Entries shown ->

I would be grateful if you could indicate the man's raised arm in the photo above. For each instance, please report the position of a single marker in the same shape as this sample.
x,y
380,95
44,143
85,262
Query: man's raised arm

Brief -> Write out the data above line for line, without changing anything.

Reply ->
I would be grateful if you could indicate the man's raised arm in the photo above. For each instance, please report the position of a single marker in the same shape as this sample.
x,y
380,95
44,143
85,262
Query: man's raised arm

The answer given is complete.